*Work to complete*
Which lines run from the one containing "For each instance of the climbing" through the end of the material? Transcribe them word for word, and only them.

*Recorded data*
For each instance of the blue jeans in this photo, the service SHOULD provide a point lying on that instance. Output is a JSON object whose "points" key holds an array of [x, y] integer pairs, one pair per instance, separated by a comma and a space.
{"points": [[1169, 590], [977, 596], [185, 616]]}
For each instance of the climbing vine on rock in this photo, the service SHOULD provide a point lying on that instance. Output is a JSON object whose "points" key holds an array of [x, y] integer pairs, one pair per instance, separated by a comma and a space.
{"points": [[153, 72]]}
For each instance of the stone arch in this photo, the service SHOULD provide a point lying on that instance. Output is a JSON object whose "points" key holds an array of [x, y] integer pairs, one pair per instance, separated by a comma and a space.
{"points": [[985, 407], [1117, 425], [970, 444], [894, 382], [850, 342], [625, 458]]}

*Reply*
For each instance of the climbing vine on rock in this photo, the service SHOULD provide a point lying on that instance. Output is a JSON object whose "points" key holds an array of [x, y] integer pairs, one pair per instance, separated by a comma and a space.
{"points": [[153, 72]]}
For each instance of the stone arch in this photo, the service SHOULD provide a point lying on that instance. Output is a JSON object whose "points" key holds an array of [x, y] integer pairs, one pair per instance, separated by a comma and a space.
{"points": [[985, 407], [1117, 425], [970, 444], [894, 382], [850, 342], [625, 458]]}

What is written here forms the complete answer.